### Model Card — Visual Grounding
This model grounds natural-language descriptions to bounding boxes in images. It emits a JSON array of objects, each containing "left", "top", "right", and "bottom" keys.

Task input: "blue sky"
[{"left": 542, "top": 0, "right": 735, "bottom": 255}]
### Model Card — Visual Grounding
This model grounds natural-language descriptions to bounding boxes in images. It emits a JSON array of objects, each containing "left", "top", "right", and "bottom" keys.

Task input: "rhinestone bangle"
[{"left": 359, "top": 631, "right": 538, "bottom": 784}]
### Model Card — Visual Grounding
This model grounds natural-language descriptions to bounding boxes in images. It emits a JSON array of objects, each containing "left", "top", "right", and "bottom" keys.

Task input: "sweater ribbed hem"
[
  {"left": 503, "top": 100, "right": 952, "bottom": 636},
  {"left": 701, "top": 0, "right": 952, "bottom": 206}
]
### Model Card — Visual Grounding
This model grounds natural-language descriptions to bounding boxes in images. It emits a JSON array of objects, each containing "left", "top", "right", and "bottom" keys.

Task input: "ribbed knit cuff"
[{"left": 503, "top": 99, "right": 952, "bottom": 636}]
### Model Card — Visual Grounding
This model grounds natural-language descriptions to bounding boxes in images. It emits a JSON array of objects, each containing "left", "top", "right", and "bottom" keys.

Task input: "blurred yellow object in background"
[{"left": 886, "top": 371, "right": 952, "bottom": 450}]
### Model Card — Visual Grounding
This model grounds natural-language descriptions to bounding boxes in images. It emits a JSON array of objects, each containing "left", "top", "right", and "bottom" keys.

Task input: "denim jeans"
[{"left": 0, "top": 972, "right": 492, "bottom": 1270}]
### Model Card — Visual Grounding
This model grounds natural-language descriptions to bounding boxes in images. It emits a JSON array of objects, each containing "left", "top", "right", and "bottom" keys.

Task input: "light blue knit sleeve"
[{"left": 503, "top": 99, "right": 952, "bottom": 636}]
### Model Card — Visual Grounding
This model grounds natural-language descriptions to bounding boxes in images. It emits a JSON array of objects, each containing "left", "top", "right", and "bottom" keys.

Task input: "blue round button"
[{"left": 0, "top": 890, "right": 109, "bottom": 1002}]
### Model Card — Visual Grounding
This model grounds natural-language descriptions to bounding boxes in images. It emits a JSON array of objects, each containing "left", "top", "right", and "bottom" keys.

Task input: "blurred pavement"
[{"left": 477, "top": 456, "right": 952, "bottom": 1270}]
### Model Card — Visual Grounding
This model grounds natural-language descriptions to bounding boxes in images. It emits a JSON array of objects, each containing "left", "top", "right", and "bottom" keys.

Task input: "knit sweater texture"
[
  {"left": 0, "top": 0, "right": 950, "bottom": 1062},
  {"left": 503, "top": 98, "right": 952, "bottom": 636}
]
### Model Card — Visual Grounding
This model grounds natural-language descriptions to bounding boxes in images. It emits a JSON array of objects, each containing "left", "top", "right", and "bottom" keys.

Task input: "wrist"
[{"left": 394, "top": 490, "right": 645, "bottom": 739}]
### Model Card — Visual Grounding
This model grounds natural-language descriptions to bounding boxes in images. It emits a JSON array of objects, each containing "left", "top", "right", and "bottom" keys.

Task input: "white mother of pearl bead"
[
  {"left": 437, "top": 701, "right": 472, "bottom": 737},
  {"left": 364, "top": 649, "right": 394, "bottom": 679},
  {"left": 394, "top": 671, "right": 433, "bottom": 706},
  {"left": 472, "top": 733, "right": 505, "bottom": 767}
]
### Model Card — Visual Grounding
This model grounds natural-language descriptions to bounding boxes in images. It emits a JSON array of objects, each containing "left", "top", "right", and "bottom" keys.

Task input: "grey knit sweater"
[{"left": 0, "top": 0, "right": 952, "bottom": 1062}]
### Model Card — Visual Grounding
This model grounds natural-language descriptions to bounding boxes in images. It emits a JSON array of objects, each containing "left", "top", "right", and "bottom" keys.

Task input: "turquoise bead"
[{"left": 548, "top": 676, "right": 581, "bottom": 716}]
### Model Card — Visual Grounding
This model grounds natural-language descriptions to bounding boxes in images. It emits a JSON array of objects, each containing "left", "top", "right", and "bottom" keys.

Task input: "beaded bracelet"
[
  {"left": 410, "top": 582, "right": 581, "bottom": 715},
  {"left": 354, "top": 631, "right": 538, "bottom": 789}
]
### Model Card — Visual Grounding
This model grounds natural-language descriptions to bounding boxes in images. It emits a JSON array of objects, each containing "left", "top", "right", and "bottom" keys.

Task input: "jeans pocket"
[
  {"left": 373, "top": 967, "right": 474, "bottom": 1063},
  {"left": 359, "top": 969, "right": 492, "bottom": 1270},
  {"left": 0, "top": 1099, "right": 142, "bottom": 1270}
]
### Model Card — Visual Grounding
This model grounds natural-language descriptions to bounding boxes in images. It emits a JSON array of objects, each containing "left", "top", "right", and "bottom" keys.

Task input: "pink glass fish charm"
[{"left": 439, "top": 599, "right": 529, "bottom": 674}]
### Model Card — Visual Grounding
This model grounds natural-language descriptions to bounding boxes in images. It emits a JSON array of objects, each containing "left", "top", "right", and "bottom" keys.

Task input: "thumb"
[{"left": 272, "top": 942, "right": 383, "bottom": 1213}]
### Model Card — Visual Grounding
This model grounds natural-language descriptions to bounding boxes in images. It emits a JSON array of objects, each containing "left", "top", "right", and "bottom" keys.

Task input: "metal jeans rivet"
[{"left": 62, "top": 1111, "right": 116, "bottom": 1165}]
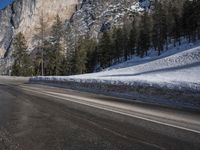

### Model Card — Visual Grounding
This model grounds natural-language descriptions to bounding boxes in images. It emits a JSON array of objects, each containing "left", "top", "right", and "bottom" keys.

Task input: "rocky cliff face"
[
  {"left": 0, "top": 0, "right": 150, "bottom": 72},
  {"left": 0, "top": 0, "right": 78, "bottom": 58},
  {"left": 65, "top": 0, "right": 148, "bottom": 54}
]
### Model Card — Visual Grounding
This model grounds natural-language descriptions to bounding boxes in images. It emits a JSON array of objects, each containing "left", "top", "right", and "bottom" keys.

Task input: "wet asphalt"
[{"left": 0, "top": 79, "right": 200, "bottom": 150}]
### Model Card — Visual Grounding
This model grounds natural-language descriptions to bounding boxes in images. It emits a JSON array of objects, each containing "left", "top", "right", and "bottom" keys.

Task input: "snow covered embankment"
[{"left": 31, "top": 47, "right": 200, "bottom": 108}]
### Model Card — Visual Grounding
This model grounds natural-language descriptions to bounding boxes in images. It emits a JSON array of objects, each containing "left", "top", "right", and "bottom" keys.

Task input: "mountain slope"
[{"left": 36, "top": 42, "right": 200, "bottom": 91}]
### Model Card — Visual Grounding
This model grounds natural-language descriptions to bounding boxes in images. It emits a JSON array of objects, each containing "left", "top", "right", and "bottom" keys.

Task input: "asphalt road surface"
[{"left": 0, "top": 78, "right": 200, "bottom": 150}]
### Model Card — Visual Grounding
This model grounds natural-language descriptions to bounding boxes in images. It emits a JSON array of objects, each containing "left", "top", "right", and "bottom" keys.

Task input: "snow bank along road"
[
  {"left": 31, "top": 46, "right": 200, "bottom": 110},
  {"left": 0, "top": 78, "right": 200, "bottom": 150}
]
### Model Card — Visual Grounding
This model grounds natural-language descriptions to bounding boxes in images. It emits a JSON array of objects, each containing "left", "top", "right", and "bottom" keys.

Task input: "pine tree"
[
  {"left": 128, "top": 19, "right": 138, "bottom": 55},
  {"left": 34, "top": 11, "right": 47, "bottom": 76},
  {"left": 152, "top": 1, "right": 167, "bottom": 55},
  {"left": 51, "top": 15, "right": 64, "bottom": 75},
  {"left": 138, "top": 12, "right": 150, "bottom": 57},
  {"left": 122, "top": 24, "right": 128, "bottom": 61},
  {"left": 12, "top": 32, "right": 33, "bottom": 76},
  {"left": 98, "top": 32, "right": 112, "bottom": 68},
  {"left": 182, "top": 0, "right": 195, "bottom": 43},
  {"left": 112, "top": 28, "right": 123, "bottom": 63}
]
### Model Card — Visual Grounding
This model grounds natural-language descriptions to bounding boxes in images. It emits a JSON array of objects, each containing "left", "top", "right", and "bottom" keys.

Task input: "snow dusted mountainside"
[
  {"left": 36, "top": 41, "right": 200, "bottom": 91},
  {"left": 0, "top": 0, "right": 150, "bottom": 74}
]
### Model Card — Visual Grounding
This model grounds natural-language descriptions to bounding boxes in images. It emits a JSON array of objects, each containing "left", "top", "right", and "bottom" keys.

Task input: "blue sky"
[{"left": 0, "top": 0, "right": 14, "bottom": 9}]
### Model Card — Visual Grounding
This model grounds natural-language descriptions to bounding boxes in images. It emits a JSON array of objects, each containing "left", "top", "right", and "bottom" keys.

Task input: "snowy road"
[{"left": 0, "top": 79, "right": 200, "bottom": 150}]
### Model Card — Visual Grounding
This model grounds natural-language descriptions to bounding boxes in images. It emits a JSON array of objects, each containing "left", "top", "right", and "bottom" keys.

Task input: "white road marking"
[{"left": 22, "top": 87, "right": 200, "bottom": 134}]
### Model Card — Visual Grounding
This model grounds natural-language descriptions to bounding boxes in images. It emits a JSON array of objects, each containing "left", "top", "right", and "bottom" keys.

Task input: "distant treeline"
[{"left": 12, "top": 0, "right": 200, "bottom": 76}]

- INSTRUCTION -
Gather every line in the records above that contains the string "asphalt", treating uppercase and lowercase letters as distinct.

- ANSWER TO THE TASK -
Task input: "wet asphalt"
Task input: "asphalt road surface"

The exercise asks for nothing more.